▶ **TASK STATEMENT**
List every line in the data below that contains the string "twig".

▶ **RECORDS FOR THIS TASK**
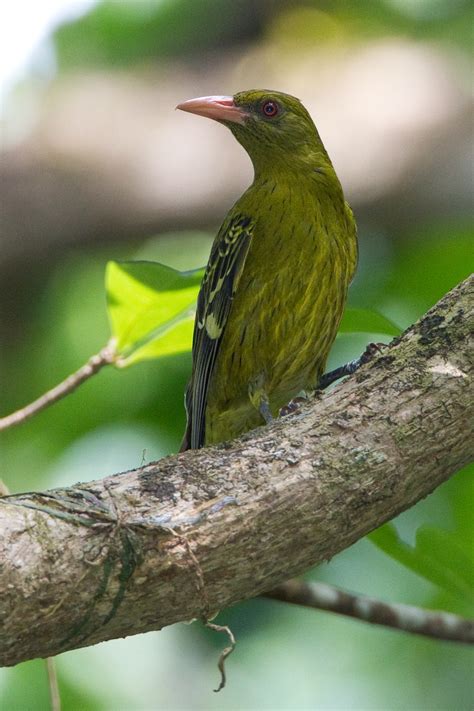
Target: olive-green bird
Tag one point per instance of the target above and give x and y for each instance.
(276, 282)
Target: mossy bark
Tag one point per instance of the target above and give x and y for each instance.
(191, 534)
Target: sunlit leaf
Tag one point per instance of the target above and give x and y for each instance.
(436, 556)
(151, 309)
(367, 321)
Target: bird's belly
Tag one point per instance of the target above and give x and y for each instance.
(279, 333)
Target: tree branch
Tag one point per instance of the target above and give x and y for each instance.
(98, 561)
(95, 363)
(430, 623)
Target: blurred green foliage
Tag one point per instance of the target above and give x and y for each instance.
(137, 31)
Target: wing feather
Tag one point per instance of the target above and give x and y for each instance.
(219, 284)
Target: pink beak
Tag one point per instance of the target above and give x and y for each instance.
(219, 108)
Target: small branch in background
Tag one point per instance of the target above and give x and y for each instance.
(105, 357)
(417, 620)
(55, 698)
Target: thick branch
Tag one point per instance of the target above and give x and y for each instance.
(430, 623)
(99, 560)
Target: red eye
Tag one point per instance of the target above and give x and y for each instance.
(270, 109)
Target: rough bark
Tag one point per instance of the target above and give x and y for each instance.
(191, 534)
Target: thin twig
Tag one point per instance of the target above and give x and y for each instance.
(225, 652)
(55, 698)
(431, 623)
(94, 364)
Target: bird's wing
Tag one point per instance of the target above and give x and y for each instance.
(219, 284)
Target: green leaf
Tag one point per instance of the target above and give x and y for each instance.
(437, 556)
(367, 321)
(151, 309)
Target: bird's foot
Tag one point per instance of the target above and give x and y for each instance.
(351, 367)
(265, 412)
(293, 406)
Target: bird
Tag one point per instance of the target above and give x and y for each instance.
(275, 286)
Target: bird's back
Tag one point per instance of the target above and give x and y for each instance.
(289, 303)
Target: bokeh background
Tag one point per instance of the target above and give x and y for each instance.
(95, 165)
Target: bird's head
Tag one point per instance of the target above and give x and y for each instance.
(275, 128)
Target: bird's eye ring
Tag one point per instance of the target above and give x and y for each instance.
(270, 109)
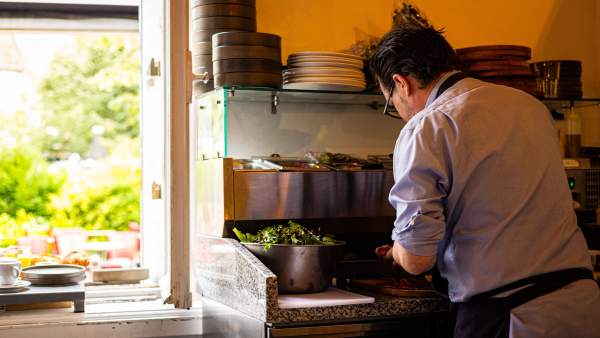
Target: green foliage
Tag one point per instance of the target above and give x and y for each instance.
(98, 84)
(21, 225)
(291, 234)
(109, 205)
(26, 183)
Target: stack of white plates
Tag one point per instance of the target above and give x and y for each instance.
(324, 71)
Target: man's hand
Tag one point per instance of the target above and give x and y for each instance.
(410, 262)
(385, 252)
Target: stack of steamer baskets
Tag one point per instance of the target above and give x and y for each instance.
(247, 59)
(501, 64)
(210, 17)
(324, 71)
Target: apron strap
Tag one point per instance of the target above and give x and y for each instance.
(449, 82)
(551, 282)
(541, 283)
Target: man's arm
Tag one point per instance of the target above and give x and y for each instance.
(410, 262)
(413, 264)
(422, 176)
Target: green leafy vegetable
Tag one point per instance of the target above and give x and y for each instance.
(293, 233)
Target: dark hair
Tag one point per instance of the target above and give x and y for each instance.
(411, 50)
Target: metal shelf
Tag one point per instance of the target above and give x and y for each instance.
(281, 96)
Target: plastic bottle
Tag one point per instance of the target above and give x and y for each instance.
(573, 134)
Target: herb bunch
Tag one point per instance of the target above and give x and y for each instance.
(291, 234)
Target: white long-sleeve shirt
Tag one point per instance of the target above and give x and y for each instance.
(479, 182)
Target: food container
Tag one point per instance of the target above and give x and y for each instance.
(299, 268)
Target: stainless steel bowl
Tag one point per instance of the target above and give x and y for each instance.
(299, 268)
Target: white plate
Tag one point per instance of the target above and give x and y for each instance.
(336, 54)
(323, 86)
(323, 64)
(19, 286)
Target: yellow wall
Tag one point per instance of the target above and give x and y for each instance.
(555, 29)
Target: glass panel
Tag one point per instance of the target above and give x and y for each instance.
(259, 94)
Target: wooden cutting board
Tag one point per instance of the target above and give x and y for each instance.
(507, 72)
(223, 10)
(390, 287)
(477, 66)
(224, 22)
(194, 3)
(522, 49)
(246, 52)
(206, 34)
(247, 39)
(247, 65)
(248, 79)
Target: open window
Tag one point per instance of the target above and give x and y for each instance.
(98, 81)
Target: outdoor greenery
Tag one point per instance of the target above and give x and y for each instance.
(98, 84)
(48, 174)
(26, 185)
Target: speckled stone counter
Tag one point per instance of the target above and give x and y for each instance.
(228, 273)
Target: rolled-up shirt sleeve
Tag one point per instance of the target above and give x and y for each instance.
(422, 181)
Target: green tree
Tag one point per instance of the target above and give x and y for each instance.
(97, 84)
(26, 184)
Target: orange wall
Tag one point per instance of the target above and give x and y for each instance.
(555, 29)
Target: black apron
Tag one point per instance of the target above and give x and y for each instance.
(486, 316)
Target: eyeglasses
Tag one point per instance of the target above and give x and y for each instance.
(389, 109)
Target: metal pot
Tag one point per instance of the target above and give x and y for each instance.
(299, 268)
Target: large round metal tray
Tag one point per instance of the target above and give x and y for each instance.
(54, 274)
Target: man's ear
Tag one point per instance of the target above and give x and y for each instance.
(402, 84)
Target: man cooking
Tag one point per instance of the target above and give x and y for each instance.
(480, 191)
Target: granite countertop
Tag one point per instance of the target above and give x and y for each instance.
(385, 306)
(228, 273)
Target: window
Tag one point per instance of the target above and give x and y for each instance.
(72, 134)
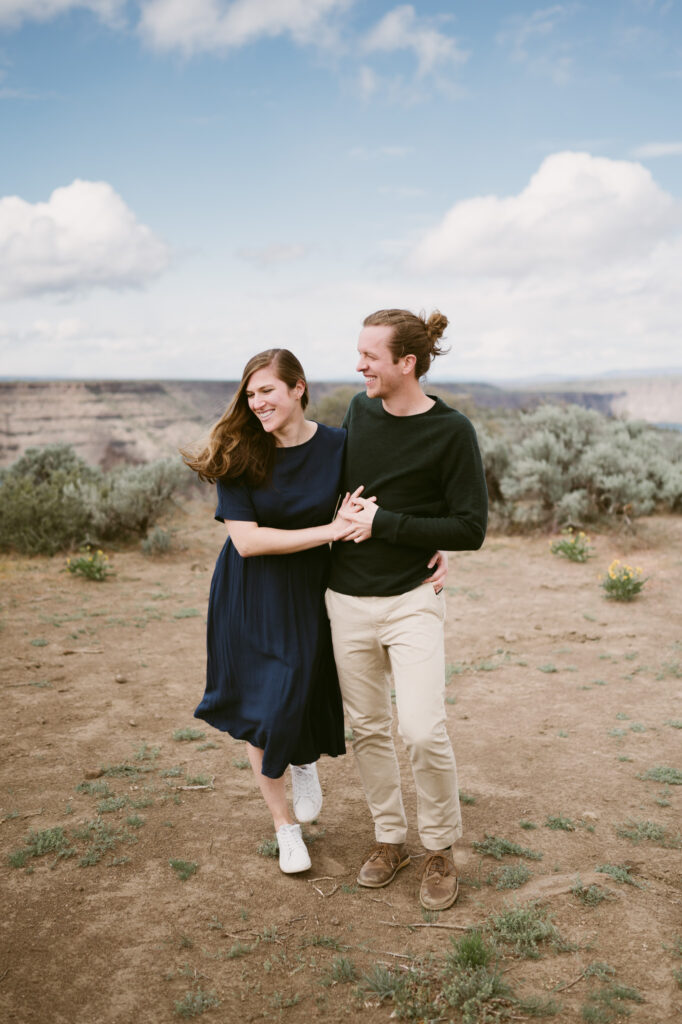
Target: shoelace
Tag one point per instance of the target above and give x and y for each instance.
(306, 780)
(436, 863)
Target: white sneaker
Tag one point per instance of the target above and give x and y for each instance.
(293, 851)
(307, 792)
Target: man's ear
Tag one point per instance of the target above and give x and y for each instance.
(409, 364)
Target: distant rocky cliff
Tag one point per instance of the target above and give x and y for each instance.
(112, 422)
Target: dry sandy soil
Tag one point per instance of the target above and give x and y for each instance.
(559, 701)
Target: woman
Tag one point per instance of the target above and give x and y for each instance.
(270, 674)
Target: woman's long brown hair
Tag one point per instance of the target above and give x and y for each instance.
(238, 445)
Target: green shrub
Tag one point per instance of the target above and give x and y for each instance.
(571, 465)
(51, 500)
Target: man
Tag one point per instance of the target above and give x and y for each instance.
(420, 460)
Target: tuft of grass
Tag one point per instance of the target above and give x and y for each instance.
(620, 872)
(525, 929)
(238, 949)
(186, 613)
(100, 839)
(495, 846)
(146, 753)
(342, 971)
(592, 895)
(199, 780)
(94, 788)
(326, 941)
(559, 823)
(188, 735)
(512, 877)
(649, 830)
(268, 848)
(183, 868)
(112, 804)
(379, 983)
(39, 844)
(663, 773)
(195, 1003)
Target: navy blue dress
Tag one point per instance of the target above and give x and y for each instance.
(270, 675)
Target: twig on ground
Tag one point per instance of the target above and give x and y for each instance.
(419, 924)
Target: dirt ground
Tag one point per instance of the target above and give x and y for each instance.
(558, 701)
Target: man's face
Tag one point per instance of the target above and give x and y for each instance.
(382, 377)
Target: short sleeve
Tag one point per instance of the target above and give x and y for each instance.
(235, 502)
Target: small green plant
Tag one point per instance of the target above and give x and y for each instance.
(187, 735)
(379, 983)
(91, 565)
(649, 830)
(342, 970)
(592, 895)
(196, 1003)
(112, 804)
(574, 547)
(512, 877)
(620, 872)
(559, 823)
(183, 868)
(622, 583)
(268, 848)
(238, 949)
(495, 846)
(524, 929)
(94, 788)
(664, 773)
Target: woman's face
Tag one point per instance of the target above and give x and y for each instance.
(271, 401)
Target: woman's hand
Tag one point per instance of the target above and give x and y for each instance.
(358, 513)
(439, 565)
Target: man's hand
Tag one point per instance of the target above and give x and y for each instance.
(358, 513)
(439, 565)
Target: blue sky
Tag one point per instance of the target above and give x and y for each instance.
(183, 184)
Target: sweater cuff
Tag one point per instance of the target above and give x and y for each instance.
(385, 525)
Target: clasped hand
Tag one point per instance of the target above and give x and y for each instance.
(354, 517)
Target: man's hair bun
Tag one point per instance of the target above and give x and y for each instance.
(436, 325)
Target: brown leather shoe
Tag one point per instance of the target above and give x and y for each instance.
(439, 884)
(383, 864)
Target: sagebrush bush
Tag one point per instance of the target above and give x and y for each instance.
(51, 500)
(573, 465)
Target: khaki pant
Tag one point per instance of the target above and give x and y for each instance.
(381, 642)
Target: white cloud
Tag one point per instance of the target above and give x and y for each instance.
(650, 151)
(217, 26)
(533, 40)
(402, 29)
(13, 12)
(83, 237)
(270, 255)
(577, 211)
(578, 273)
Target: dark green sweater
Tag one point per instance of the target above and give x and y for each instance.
(427, 475)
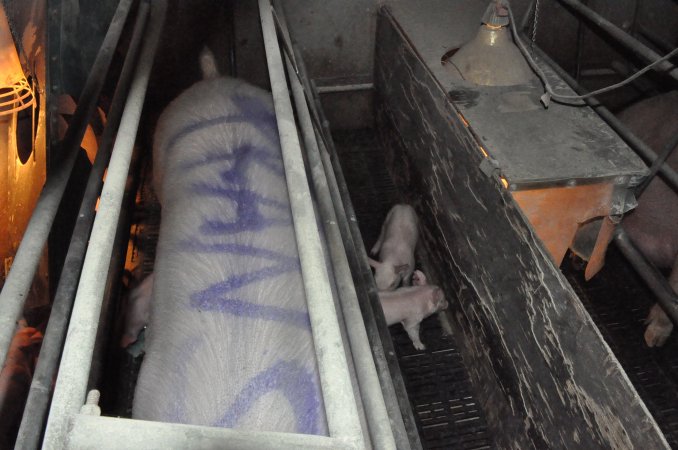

▶ **FINAL RESULT**
Target: thin twig
Target: twig on ground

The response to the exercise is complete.